* **Source document**:
* * * * *

From a practical standpoint, isn't it usually the case that there are retention periods for traces given how numerous they can be?

I bring this up because this article starts with "I asked Claude", but it doesn't explore the the length of time you're generating IDs over at all, which is an important aspect to consider when selecting size.

singron 1 day ago

Yes. The original Dapper used 64 bit trace ids and collisions were rarely a problem.
If you don't drop any spans from a trace, you can completely disambiguate a collision since the trace will have two distinct root spans. If you are missing spans, you might have a break in the parent-child links.
Even with infinite retention, your analysis will bucket by time somehow, so a collision might have no effect if the collision doesn't happen at a proximate time. If you are manually looking at traces, it will be very obvious there is a collision unless they happen at the same time.

* * * * *

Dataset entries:
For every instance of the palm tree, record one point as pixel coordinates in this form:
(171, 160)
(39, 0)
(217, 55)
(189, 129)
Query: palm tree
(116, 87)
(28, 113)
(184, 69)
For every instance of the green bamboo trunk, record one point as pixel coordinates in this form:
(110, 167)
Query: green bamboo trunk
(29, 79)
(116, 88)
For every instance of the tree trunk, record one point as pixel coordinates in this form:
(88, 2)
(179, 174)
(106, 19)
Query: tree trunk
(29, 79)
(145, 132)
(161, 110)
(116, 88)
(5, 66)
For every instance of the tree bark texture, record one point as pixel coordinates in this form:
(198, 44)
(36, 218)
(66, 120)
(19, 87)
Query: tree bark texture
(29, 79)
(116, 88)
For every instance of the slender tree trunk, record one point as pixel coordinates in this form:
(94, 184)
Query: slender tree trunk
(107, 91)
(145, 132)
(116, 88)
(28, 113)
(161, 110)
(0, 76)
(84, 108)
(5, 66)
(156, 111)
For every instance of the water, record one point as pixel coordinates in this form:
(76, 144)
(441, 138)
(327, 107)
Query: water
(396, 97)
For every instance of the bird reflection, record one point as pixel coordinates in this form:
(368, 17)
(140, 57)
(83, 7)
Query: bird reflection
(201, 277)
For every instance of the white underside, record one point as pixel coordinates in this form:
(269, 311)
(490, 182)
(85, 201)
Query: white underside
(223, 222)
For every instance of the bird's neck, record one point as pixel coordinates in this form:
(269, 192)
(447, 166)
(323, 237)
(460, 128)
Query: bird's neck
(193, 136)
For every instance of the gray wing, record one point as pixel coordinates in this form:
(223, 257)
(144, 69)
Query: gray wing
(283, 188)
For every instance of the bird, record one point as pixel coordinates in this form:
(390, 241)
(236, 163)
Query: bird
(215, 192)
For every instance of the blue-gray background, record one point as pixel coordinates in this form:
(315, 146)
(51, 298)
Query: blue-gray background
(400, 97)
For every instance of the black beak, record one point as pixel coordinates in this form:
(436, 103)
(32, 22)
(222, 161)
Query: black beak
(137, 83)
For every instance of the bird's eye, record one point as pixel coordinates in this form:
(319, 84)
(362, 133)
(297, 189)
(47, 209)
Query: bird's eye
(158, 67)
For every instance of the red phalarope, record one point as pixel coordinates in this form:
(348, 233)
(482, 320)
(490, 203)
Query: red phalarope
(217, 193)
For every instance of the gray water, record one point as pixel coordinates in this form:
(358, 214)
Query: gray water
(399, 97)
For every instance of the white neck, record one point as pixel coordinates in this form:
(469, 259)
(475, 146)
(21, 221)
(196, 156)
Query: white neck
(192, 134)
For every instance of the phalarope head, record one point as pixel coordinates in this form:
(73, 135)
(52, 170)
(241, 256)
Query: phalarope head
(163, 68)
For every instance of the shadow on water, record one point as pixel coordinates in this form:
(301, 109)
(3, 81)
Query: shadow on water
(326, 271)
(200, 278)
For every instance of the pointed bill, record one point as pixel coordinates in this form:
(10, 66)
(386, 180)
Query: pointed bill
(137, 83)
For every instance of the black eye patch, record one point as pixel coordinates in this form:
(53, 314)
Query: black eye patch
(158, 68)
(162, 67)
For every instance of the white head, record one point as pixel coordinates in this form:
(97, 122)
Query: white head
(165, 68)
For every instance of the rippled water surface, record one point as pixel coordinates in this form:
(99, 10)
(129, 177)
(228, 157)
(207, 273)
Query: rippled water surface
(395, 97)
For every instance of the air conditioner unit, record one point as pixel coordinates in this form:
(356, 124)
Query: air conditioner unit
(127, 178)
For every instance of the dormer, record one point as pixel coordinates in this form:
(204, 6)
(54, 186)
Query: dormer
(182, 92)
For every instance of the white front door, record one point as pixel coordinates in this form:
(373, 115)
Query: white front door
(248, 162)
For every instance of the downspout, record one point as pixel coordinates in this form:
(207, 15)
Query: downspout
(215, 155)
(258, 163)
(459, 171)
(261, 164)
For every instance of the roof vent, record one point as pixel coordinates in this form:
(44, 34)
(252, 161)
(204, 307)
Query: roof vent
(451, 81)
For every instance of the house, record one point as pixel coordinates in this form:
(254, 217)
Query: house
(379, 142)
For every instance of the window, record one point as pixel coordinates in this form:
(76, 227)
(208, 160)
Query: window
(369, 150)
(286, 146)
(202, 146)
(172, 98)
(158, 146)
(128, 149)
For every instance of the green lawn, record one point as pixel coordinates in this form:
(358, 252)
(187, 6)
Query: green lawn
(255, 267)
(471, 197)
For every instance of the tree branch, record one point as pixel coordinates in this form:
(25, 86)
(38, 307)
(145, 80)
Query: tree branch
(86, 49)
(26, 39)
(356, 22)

* * * * *

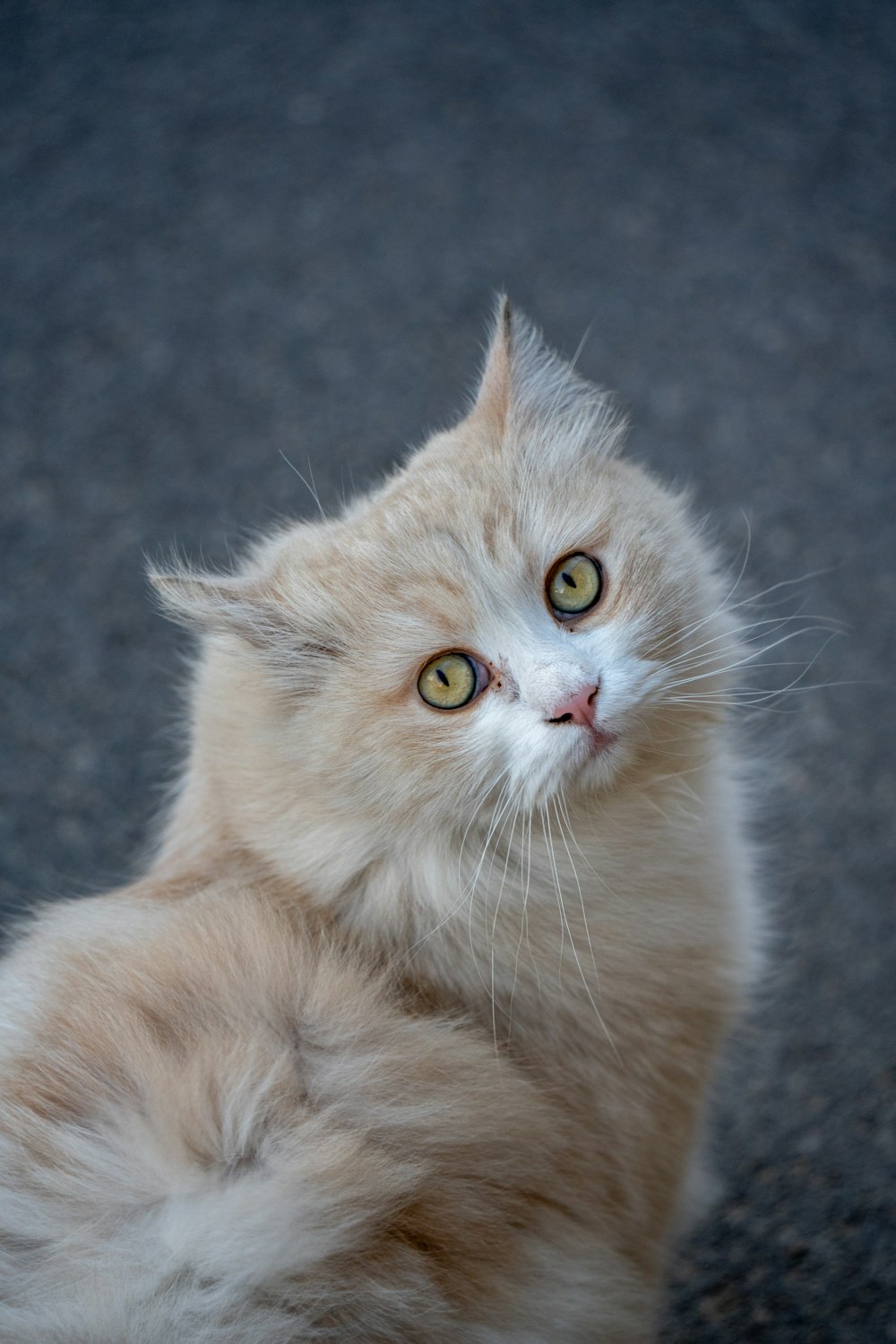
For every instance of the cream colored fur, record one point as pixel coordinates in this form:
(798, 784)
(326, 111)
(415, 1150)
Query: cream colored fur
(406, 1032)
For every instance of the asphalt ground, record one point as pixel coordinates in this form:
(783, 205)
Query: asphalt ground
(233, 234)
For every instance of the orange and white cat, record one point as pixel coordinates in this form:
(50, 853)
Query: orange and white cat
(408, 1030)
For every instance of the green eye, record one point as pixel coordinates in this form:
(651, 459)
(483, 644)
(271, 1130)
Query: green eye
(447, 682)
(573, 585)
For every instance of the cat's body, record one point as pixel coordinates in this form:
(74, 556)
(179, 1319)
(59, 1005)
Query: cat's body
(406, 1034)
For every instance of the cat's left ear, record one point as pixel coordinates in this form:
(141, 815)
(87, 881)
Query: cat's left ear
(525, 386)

* * * * *

* **What you should do**: Copy out the entire forum excerpt on trace retention and trace ID collisions verbatim.

* **Written response**:
From a practical standpoint, isn't it usually the case that there are retention periods for traces given how numerous they can be?

I bring this up because this article starts with "I asked Claude", but it doesn't explore the the length of time you're generating IDs over at all, which is an important aspect to consider when selecting size.

singron 1 day ago

Yes. The original Dapper used 64 bit trace ids and collisions were rarely a problem.
If you don't drop any spans from a trace, you can completely disambiguate a collision since the trace will have two distinct root spans. If you are missing spans, you might have a break in the parent-child links.
Even with infinite retention, your analysis will bucket by time somehow, so a collision might have no effect if the collision doesn't happen at a proximate time. If you are manually looking at traces, it will be very obvious there is a collision unless they happen at the same time.